● SHORT TASK: Convert the stretch of the records that opens with the line containing "I need to verify whether any green plastic" and closes with the line containing "xmin=1128 ymin=495 xmax=1217 ymax=506" into a Markdown table with the columns Row and Line, one numbered row per line and no blank lines. Leave the pictures out.

————————

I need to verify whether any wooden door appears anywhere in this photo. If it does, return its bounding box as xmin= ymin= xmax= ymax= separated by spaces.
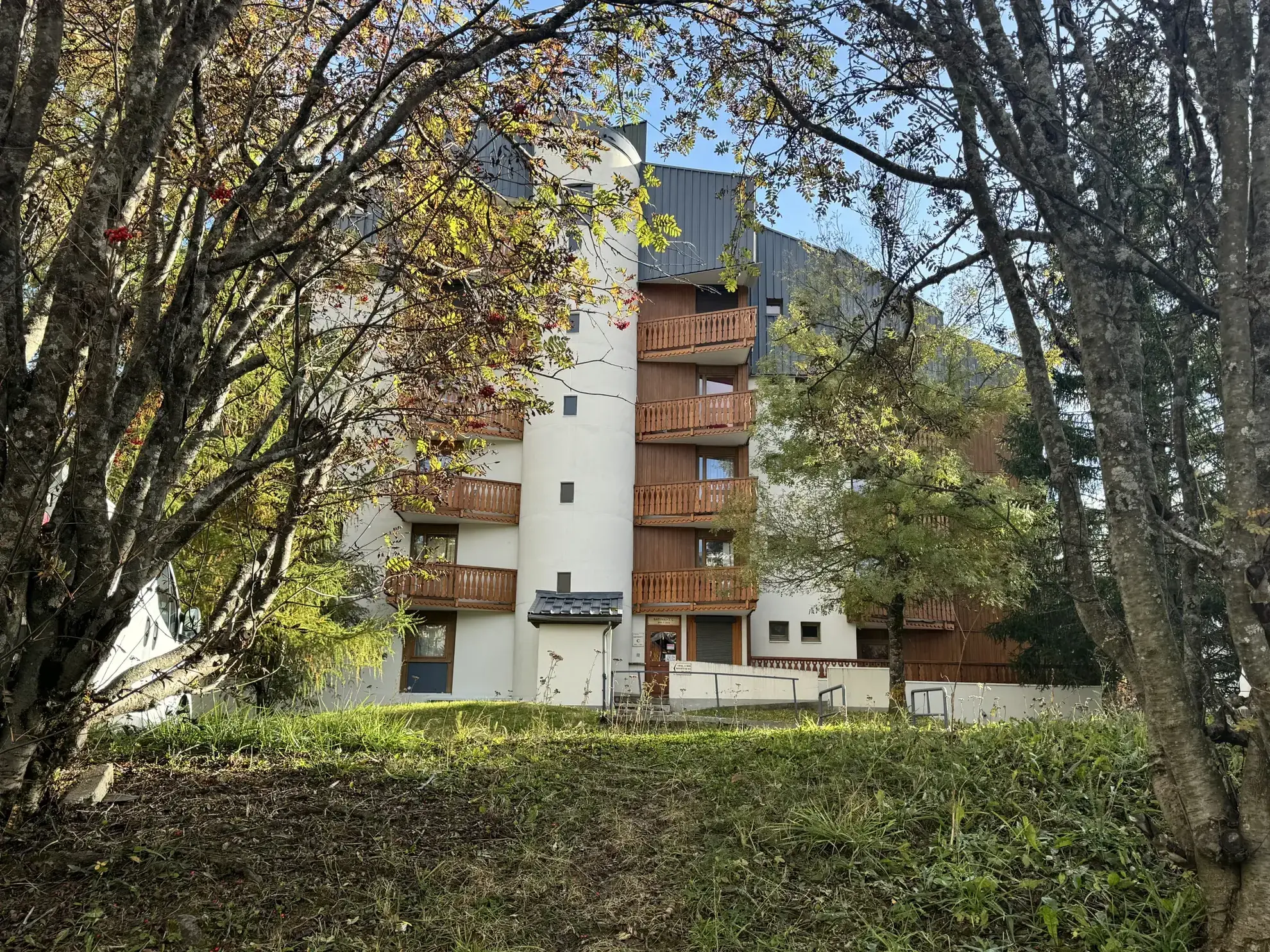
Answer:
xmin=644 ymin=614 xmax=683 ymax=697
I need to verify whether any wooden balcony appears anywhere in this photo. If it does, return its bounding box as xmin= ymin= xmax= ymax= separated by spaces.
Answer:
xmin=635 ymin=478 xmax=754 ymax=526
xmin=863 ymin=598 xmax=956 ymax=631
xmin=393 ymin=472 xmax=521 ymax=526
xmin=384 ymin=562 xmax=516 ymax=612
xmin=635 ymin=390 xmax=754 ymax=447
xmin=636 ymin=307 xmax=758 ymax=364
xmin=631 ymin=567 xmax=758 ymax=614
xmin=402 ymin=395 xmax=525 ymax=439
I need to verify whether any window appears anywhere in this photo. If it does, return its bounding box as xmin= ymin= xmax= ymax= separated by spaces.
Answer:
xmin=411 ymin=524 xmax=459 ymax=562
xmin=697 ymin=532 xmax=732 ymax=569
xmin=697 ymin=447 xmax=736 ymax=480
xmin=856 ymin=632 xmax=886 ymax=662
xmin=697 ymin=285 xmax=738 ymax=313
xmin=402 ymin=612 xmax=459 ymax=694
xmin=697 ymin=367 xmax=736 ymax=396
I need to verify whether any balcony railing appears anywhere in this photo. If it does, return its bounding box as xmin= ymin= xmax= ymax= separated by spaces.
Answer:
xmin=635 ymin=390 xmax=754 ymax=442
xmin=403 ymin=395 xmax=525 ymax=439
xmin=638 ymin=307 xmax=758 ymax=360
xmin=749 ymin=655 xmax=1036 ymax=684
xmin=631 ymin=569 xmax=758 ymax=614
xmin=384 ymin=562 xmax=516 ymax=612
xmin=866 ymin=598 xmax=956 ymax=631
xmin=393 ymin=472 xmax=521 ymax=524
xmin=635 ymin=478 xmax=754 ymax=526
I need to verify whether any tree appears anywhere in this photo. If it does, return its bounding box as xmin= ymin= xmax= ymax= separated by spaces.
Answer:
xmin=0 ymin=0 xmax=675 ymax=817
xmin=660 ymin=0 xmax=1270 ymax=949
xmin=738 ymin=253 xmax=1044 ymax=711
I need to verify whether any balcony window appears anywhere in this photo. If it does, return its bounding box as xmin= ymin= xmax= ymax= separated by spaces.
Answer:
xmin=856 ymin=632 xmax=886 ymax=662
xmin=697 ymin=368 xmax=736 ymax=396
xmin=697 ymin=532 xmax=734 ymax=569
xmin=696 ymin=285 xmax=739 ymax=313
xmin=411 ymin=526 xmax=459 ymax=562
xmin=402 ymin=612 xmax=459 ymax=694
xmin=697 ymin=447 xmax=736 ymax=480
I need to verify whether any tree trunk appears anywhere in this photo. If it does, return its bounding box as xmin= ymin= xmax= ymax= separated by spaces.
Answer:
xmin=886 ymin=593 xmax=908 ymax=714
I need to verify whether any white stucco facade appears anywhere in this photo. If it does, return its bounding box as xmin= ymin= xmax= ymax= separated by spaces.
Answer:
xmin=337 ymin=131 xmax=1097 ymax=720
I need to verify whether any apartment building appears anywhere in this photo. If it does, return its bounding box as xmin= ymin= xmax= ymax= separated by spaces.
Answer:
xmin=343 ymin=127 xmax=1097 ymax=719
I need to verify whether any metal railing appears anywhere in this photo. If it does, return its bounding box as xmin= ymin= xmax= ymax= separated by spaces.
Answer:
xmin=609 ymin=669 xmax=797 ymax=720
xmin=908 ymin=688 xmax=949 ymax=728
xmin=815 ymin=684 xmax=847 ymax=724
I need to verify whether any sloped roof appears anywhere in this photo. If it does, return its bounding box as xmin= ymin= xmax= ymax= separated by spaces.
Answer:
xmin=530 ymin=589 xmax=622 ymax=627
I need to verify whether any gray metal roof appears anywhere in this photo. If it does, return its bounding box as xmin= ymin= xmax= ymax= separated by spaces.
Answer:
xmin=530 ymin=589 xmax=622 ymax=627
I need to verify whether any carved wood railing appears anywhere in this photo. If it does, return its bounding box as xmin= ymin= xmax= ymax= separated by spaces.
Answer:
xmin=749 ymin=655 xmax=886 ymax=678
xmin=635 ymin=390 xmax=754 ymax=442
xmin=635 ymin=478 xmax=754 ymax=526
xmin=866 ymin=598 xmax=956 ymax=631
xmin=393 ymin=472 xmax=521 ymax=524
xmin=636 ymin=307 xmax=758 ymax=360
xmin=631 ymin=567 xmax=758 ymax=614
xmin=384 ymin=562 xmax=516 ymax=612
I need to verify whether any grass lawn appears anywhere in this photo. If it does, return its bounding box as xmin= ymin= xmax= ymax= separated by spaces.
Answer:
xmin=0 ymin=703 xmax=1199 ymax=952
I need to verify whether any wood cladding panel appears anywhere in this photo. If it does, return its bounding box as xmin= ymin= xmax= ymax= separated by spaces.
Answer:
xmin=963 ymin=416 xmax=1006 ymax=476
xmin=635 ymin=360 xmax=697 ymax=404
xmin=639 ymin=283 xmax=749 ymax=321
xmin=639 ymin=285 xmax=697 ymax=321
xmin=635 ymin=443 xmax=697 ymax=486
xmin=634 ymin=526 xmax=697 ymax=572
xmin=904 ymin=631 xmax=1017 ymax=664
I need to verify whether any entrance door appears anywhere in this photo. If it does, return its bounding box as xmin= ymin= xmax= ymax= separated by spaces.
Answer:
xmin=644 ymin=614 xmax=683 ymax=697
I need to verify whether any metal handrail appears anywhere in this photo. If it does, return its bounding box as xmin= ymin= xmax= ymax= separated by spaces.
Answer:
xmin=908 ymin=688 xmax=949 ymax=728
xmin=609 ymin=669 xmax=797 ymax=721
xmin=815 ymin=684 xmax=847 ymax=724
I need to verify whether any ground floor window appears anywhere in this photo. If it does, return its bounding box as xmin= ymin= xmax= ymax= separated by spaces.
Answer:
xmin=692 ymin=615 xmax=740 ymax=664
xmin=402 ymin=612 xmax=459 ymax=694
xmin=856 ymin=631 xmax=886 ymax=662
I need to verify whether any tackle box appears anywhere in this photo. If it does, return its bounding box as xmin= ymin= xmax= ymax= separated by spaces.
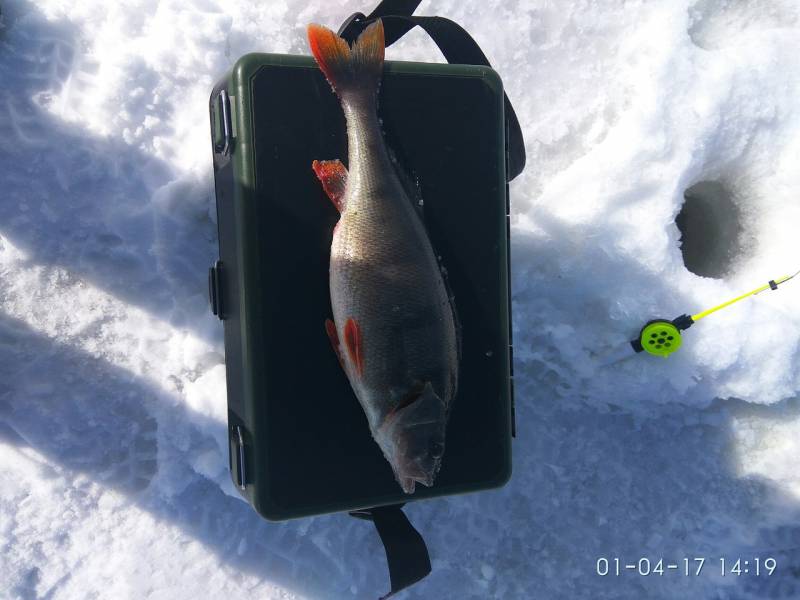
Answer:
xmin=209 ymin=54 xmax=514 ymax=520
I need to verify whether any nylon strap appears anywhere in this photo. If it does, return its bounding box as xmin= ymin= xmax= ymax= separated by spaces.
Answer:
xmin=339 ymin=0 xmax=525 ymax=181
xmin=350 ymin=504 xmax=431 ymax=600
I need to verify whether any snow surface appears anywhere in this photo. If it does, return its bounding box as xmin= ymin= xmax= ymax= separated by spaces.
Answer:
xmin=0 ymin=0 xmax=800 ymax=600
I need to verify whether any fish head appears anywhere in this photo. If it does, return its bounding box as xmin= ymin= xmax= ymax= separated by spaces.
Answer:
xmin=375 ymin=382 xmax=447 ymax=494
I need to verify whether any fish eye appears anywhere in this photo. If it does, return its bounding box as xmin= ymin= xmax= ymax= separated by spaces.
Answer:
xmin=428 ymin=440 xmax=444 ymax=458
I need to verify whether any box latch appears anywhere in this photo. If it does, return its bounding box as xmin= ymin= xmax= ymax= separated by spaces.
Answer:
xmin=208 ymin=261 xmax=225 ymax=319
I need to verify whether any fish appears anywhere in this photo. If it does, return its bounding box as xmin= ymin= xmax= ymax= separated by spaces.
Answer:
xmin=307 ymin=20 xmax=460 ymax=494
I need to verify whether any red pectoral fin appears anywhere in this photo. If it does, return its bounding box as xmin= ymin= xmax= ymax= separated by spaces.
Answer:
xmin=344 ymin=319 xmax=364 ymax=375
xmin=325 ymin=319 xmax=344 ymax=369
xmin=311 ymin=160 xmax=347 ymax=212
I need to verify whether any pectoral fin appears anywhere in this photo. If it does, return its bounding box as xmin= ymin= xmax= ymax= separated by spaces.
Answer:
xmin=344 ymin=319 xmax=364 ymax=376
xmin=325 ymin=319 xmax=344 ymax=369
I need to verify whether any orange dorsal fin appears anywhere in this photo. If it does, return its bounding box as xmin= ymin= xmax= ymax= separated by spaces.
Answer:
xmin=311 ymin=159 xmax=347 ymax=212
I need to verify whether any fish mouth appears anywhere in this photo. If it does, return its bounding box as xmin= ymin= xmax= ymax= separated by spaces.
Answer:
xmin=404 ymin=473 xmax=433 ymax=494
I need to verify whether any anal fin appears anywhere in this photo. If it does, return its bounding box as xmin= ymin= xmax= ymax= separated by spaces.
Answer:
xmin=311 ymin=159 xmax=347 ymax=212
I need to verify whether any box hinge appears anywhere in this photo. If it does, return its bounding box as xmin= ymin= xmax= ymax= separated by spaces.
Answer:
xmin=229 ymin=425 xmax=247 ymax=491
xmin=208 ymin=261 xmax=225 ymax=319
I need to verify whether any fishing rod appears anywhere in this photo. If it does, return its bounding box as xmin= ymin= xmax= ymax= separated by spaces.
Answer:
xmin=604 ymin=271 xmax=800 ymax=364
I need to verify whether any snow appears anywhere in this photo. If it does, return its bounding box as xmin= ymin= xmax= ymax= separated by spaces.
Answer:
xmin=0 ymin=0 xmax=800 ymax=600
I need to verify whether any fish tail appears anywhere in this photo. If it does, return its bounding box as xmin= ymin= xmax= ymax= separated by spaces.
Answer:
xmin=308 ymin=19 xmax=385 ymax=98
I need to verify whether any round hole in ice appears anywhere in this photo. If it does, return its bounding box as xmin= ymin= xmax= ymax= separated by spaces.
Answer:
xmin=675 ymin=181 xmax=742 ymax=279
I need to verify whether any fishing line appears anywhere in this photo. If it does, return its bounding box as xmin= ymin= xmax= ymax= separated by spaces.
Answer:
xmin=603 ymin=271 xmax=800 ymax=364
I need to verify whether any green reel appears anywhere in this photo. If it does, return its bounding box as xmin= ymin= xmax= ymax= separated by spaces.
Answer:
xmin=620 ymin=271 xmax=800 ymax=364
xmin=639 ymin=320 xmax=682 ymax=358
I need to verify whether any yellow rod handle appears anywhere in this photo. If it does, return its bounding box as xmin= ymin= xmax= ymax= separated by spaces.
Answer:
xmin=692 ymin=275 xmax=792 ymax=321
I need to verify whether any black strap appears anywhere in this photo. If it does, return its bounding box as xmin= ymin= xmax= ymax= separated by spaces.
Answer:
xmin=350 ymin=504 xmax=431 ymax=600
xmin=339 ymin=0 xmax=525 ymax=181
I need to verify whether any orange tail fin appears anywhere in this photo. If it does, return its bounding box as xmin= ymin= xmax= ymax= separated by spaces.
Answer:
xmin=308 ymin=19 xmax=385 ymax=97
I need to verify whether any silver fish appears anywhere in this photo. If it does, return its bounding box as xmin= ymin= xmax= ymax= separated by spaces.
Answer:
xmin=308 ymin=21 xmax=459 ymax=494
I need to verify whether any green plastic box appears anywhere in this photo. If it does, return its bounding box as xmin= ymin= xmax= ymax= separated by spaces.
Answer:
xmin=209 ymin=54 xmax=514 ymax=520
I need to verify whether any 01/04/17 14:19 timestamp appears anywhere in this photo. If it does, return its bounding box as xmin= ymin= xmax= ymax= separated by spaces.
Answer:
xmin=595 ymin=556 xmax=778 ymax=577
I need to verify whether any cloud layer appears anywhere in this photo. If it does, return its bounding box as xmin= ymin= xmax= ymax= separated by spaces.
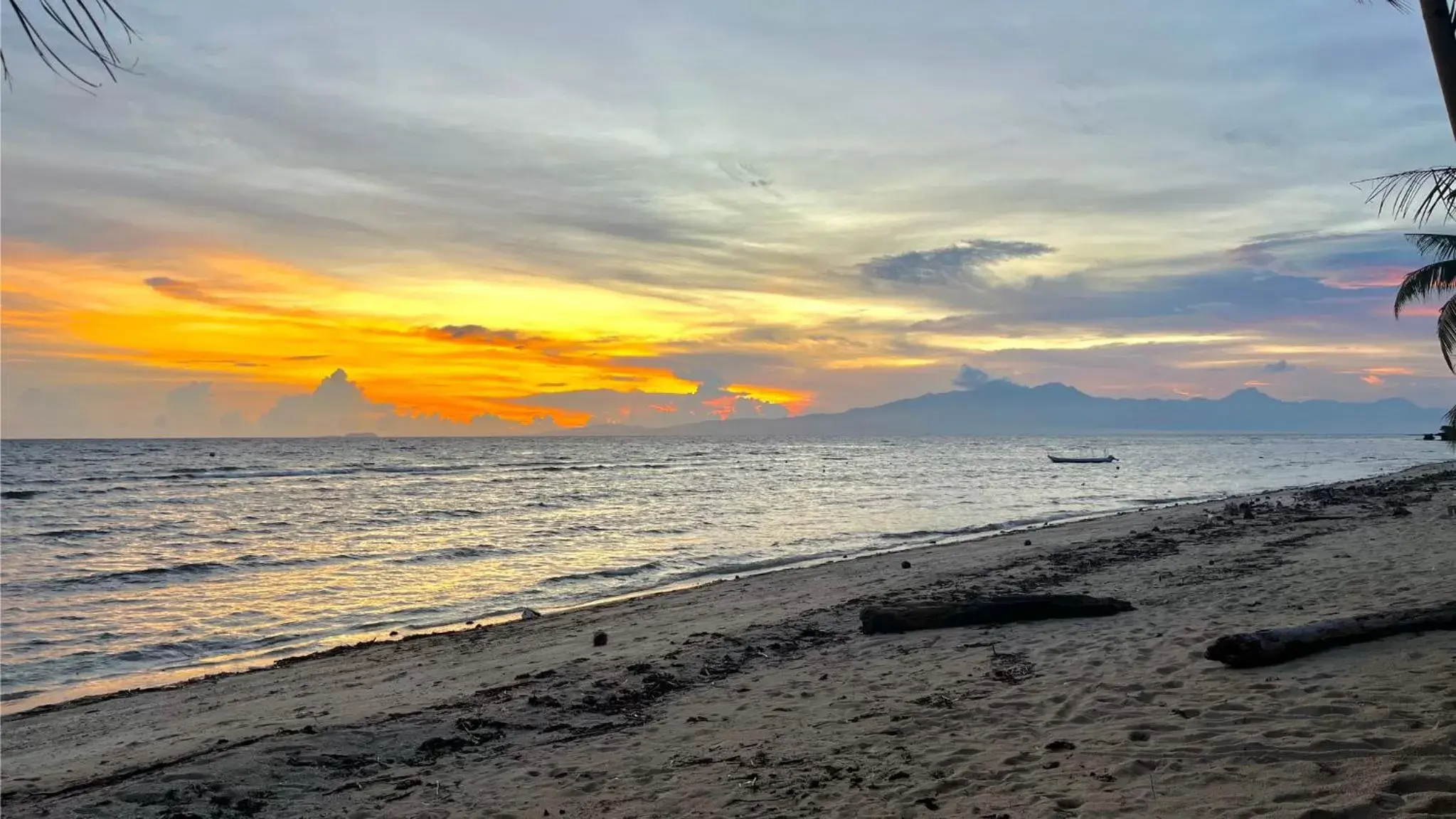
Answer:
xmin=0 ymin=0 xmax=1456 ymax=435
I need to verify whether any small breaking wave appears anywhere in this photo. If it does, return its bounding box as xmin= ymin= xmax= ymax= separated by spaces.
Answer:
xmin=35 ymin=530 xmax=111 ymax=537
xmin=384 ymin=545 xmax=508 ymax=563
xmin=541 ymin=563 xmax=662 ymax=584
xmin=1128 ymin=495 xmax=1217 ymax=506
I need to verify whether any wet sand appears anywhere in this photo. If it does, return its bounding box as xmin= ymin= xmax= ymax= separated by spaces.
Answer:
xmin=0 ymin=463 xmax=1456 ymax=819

————————

● SOLUTION BELOW:
| Row | Line |
|---|---|
| 1 | I need to verify whether any green plastic box appears anywhere in this photo. If it does, return its bounding box as xmin= ymin= xmax= ymax= separated by spaces. |
| 2 | Answer: |
| 3 | xmin=209 ymin=54 xmax=514 ymax=520 |
| 4 | I need to verify whether any 01/04/17 14:19 timestamp appears anywhere in this photo. If it does, return its bounding box as xmin= ymin= xmax= ymax= separated by spaces. |
| 5 | Answer: |
| 6 | xmin=595 ymin=556 xmax=778 ymax=577 |
| 7 | I need to verify whether any cloud layer appears anywhere in this photo. If it does, return its bounding box as xmin= ymin= xmax= ymax= separated by spaces. |
| 8 | Answer: |
| 9 | xmin=0 ymin=0 xmax=1456 ymax=435 |
| 10 | I need to verify whether any small breaking wave appears anywhere in this photo. If it does, return its bounding box as xmin= ymin= xmax= ymax= separated by spaces. |
| 11 | Answer: |
| 12 | xmin=35 ymin=530 xmax=111 ymax=537 |
| 13 | xmin=384 ymin=545 xmax=508 ymax=563 |
| 14 | xmin=541 ymin=563 xmax=662 ymax=584 |
| 15 | xmin=1128 ymin=495 xmax=1217 ymax=506 |